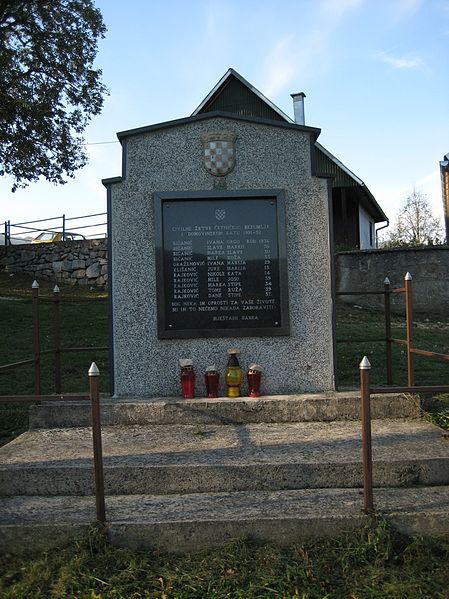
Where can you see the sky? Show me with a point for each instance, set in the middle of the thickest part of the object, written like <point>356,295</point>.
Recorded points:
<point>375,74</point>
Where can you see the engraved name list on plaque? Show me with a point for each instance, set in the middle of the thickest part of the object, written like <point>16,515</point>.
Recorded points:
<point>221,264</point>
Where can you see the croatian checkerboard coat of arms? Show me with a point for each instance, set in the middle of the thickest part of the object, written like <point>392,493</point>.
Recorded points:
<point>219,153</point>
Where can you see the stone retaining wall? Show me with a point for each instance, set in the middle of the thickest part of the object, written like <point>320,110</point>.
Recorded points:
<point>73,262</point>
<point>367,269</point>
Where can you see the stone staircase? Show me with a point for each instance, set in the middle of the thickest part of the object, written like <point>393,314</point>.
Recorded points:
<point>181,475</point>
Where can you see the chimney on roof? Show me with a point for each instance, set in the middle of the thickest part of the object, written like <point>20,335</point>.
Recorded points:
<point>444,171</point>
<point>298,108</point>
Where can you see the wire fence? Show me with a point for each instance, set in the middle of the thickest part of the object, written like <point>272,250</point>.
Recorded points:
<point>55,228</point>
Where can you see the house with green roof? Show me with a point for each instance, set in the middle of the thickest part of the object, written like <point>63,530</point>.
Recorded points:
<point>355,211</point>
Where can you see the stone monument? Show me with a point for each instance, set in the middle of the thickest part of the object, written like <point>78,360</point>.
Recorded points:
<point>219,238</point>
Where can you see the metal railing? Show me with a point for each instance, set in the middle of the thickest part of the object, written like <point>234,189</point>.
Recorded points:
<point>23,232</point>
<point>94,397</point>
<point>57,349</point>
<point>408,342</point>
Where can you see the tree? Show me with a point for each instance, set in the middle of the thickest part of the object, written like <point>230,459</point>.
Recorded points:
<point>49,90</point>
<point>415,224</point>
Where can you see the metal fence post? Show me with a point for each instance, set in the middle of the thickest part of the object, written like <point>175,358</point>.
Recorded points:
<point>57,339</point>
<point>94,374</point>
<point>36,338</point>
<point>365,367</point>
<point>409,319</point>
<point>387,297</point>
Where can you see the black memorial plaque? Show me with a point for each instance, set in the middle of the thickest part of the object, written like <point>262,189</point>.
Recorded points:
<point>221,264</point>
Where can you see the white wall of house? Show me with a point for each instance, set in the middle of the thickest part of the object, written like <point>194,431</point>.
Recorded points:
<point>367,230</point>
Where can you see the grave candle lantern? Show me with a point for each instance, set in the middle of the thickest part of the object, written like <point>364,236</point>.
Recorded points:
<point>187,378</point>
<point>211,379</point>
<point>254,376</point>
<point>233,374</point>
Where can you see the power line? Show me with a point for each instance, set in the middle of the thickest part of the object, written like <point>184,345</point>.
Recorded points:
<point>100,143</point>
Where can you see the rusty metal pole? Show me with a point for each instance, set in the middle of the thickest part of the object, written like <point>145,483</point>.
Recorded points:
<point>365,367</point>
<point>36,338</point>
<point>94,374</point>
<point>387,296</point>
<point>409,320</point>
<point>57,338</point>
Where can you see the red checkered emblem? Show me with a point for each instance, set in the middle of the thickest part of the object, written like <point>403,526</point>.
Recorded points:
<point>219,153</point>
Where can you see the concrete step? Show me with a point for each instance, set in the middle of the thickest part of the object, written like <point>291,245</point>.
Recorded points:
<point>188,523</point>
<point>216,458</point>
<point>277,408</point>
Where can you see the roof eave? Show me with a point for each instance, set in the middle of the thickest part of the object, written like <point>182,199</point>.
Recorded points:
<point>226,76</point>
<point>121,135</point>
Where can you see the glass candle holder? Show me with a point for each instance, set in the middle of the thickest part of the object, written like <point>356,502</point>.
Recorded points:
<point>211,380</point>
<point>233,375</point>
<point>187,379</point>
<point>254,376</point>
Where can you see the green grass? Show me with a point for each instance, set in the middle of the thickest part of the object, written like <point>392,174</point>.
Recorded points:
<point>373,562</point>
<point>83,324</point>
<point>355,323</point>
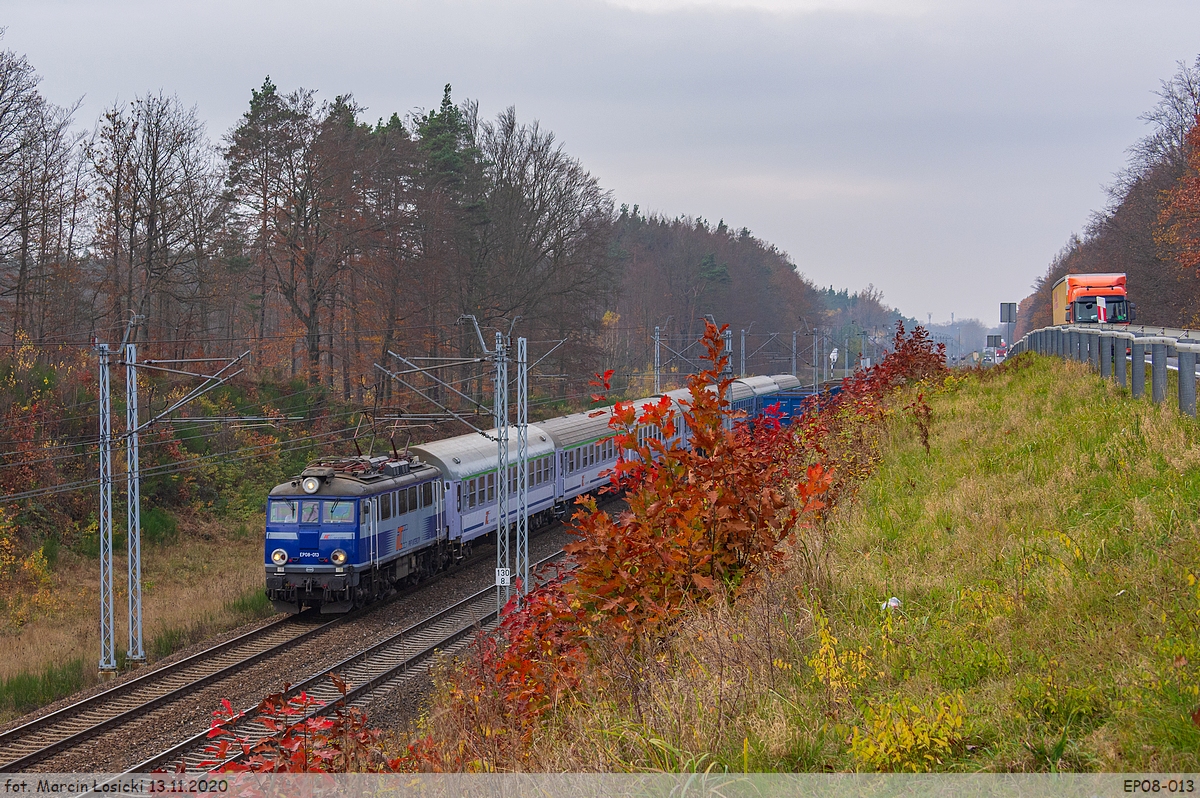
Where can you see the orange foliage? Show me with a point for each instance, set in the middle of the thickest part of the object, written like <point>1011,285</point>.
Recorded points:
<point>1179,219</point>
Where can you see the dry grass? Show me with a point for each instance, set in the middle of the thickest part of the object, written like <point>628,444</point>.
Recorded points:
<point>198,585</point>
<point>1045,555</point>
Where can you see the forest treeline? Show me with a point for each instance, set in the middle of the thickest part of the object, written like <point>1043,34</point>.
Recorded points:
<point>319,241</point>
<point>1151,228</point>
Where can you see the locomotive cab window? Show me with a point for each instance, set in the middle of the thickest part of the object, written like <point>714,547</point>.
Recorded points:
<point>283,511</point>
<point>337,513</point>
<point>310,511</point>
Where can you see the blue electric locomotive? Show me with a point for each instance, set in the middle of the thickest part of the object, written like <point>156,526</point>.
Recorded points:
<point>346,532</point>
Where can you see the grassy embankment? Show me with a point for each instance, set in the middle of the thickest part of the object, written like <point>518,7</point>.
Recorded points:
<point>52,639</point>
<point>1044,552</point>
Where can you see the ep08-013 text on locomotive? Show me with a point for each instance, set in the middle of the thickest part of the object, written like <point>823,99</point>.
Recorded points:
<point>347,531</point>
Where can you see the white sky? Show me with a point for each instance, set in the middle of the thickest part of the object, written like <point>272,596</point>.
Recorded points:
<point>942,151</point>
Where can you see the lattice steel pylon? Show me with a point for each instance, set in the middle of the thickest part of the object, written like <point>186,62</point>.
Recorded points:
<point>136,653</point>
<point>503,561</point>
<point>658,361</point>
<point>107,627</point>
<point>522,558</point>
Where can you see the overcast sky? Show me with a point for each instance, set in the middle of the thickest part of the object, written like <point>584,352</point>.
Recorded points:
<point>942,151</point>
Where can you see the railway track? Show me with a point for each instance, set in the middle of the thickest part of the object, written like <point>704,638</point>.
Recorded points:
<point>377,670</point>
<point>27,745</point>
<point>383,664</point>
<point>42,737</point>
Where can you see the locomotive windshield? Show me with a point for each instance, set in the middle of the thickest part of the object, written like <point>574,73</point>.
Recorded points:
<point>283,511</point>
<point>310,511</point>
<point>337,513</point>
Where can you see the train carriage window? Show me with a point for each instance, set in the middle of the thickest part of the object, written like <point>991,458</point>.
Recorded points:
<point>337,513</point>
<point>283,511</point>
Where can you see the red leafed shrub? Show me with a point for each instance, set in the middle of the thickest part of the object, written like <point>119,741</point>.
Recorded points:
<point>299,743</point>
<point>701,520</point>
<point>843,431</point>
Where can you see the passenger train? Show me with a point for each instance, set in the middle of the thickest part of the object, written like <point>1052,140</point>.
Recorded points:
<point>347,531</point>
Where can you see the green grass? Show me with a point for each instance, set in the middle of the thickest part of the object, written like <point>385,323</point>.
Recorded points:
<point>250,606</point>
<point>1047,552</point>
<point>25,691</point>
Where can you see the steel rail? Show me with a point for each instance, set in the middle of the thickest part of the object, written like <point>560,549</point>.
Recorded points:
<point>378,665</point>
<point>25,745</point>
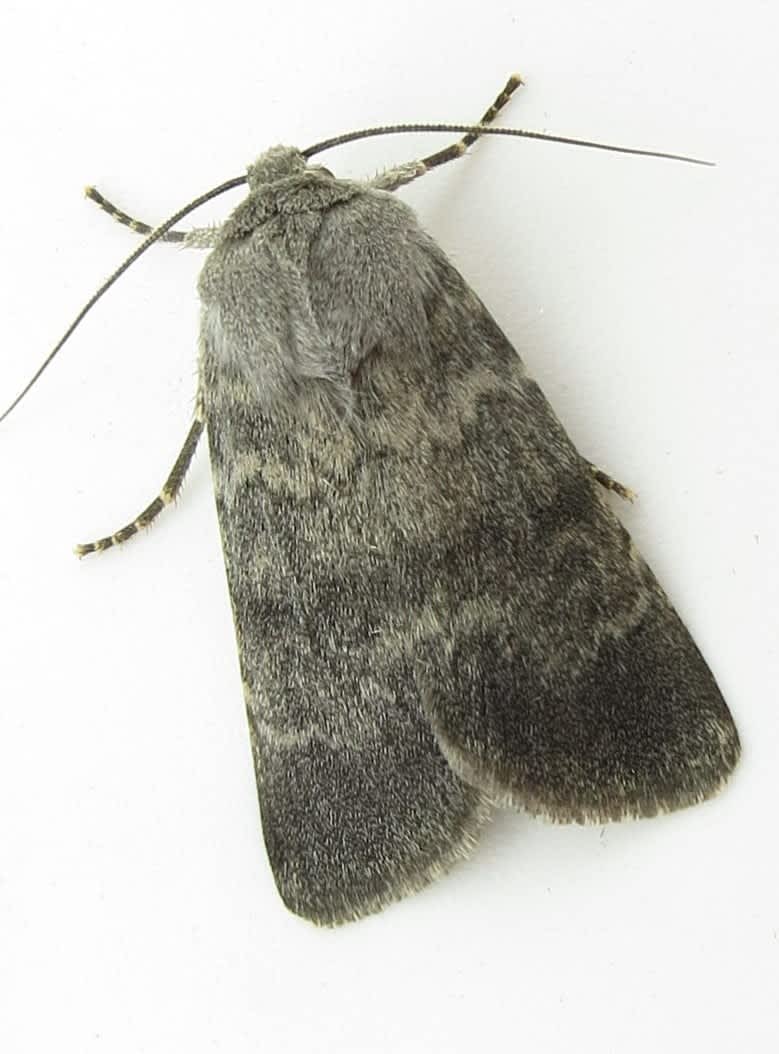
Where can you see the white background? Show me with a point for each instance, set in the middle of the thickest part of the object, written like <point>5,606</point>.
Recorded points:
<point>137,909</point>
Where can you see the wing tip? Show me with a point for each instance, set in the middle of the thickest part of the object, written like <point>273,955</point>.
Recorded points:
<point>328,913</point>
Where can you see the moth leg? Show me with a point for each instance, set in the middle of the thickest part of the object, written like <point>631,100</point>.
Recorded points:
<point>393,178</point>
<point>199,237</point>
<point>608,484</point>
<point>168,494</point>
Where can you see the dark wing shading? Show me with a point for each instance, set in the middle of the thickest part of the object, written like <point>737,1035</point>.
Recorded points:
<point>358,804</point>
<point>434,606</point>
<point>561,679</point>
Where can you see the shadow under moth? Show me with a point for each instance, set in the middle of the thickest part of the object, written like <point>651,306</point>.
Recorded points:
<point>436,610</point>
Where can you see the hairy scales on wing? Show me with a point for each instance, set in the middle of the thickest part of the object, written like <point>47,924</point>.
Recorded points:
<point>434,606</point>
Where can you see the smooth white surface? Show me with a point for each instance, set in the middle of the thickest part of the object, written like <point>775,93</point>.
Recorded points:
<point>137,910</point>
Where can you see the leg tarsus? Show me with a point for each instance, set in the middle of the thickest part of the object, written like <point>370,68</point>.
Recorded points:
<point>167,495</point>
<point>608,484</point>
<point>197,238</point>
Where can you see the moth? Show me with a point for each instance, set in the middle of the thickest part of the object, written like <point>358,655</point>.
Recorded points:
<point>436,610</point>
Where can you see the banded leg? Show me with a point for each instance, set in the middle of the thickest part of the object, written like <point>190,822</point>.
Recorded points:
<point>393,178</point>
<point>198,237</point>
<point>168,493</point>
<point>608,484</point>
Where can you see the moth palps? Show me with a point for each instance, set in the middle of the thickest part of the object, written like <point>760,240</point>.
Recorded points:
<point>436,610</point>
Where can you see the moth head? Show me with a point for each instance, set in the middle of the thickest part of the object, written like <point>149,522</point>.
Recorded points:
▬▬▬▬▬▬▬▬▬▬
WORK INSTRUCTION: Of the entries listed above, reproduce only the lines starting at the line containing "Where can you see the metal fence" and ending at the line containing "Where can you see the white wall". Include both, exactly as they stand.

RESPONSE TO THE TASK:
Where can you see the metal fence post? Show me with a point for each instance, set in the middle of the thickest part of the object, written like <point>175,358</point>.
Recorded points:
<point>57,339</point>
<point>94,374</point>
<point>36,338</point>
<point>365,367</point>
<point>409,319</point>
<point>387,297</point>
Where can you see the black memorial plaque? Show me with a point for each instance, set in the middle of the thickest part of the object, written like <point>262,189</point>.
Recorded points:
<point>221,264</point>
Where can you see the white wall of house? Show me with a point for each instance, set in the middle of the thickest part of the object, written like <point>194,431</point>.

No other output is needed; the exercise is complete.